- [SUPPLIED MATERIAL]:
* * * * * * * * *

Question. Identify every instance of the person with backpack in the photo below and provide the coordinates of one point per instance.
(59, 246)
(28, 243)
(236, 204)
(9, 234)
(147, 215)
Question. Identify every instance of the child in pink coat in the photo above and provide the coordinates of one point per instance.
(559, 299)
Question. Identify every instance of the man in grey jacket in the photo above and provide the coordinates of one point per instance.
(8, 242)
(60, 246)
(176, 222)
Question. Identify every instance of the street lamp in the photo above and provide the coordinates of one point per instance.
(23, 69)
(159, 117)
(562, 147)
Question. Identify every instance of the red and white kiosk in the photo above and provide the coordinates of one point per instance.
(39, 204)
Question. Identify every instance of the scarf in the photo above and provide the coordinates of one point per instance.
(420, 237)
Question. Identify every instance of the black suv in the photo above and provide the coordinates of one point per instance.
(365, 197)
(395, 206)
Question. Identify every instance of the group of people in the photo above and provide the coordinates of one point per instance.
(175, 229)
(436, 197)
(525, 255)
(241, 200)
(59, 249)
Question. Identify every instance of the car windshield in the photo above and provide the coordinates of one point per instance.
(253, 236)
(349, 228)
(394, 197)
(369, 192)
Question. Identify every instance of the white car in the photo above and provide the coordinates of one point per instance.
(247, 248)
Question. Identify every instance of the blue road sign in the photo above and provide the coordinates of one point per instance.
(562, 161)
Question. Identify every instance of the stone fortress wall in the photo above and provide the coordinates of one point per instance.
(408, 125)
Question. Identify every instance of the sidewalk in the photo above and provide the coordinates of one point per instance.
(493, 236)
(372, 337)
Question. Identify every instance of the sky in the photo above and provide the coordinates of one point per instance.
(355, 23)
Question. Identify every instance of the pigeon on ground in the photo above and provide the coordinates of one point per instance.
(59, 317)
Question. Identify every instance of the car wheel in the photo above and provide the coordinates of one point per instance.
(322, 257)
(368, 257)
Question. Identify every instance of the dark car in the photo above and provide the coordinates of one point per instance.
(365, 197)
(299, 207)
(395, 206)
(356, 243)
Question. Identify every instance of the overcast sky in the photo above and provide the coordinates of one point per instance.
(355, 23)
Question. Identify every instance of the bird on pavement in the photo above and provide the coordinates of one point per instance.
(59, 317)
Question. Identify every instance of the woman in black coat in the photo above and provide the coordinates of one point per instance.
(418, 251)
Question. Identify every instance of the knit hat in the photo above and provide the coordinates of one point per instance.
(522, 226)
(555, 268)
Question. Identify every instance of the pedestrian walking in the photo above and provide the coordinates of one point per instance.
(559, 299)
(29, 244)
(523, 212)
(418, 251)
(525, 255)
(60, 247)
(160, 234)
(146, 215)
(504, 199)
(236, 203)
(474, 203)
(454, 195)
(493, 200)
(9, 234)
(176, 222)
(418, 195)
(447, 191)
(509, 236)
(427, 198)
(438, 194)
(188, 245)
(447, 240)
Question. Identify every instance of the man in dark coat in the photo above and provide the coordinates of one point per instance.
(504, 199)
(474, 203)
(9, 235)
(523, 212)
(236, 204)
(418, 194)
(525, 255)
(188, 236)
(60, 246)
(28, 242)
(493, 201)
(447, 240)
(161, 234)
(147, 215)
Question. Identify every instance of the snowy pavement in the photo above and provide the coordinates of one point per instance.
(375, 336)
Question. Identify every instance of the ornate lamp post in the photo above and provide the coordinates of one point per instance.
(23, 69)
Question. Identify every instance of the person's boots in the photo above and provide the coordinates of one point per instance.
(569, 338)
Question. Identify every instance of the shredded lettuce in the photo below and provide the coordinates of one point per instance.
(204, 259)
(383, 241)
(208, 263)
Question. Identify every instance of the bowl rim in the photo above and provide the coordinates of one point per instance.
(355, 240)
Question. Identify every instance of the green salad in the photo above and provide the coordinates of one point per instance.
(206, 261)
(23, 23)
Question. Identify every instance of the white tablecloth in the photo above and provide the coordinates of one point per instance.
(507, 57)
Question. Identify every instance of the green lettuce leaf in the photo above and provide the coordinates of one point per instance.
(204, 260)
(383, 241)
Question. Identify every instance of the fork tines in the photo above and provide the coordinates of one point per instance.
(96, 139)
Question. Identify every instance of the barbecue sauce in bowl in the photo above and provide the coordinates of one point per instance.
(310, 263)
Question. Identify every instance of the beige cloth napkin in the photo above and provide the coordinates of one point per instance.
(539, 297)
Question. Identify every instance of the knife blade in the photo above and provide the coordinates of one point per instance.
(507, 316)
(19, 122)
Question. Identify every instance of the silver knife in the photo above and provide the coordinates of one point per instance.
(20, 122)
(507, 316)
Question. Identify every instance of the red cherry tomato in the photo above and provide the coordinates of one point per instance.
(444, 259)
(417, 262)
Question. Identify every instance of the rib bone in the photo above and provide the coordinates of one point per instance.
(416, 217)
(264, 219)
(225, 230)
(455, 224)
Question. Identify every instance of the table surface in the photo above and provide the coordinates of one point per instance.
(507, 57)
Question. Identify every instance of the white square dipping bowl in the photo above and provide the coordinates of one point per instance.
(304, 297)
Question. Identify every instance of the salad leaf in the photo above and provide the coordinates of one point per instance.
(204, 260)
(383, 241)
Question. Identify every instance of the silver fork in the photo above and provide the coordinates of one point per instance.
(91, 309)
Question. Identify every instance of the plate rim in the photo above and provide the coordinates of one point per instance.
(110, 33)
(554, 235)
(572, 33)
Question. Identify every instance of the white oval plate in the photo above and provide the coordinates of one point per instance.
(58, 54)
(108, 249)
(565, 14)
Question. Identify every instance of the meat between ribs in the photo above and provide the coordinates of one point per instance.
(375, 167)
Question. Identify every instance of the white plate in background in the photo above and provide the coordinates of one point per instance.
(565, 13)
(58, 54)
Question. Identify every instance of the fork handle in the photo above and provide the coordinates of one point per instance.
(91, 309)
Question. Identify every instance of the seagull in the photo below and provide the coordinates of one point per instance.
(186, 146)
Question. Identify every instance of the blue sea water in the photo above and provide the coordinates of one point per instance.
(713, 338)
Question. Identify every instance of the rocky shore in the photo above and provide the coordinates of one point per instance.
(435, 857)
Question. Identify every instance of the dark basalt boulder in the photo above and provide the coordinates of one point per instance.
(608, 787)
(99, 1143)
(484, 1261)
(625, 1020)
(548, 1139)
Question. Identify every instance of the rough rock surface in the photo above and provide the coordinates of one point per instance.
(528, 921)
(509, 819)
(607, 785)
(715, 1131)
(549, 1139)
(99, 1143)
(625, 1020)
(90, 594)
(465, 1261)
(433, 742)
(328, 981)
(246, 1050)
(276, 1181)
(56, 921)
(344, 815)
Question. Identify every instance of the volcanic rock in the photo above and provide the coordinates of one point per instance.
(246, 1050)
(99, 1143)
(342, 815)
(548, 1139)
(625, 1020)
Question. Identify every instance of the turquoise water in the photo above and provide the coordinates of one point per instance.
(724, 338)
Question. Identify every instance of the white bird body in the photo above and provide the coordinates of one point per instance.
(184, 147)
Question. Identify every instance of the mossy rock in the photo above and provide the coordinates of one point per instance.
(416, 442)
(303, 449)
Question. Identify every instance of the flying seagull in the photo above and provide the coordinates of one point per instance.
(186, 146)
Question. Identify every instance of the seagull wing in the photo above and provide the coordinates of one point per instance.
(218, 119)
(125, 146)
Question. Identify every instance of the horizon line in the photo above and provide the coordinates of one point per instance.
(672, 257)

* * * * * * * * *

- [AIM OF THE EXERCISE]:
Write out, word for word, the line containing "Question. Identify every instance of the volcanic" and every line after it to the end of the data above.

- [ANSWER FOR THE TASK]:
Question. Identify every instance of the volcanic rock in the photo above and provide the coordinates of one point per instance.
(246, 1050)
(99, 1143)
(342, 815)
(548, 1139)
(625, 1020)
Question. Identify every instance of the turquoise water in the photo above and provide the coordinates of one point per instance.
(724, 338)
Question. Identify every instance of the white bird body in the photo above and provide the coordinates of one point per instance.
(184, 147)
Question. Identify every instance of the mossy rock in the photo above and provide the coordinates of one point per instance.
(416, 442)
(303, 449)
Question. Identify every instance of the flying seagull in the photo above and provide the coordinates of one point per instance.
(186, 146)
Question. Identify every instance of the seagull wing in the photo above and provide the coordinates of one point per instance.
(218, 119)
(125, 146)
Question. Identify every instance of the horizon line in the photo above and provide the coordinates of one point per instance.
(672, 257)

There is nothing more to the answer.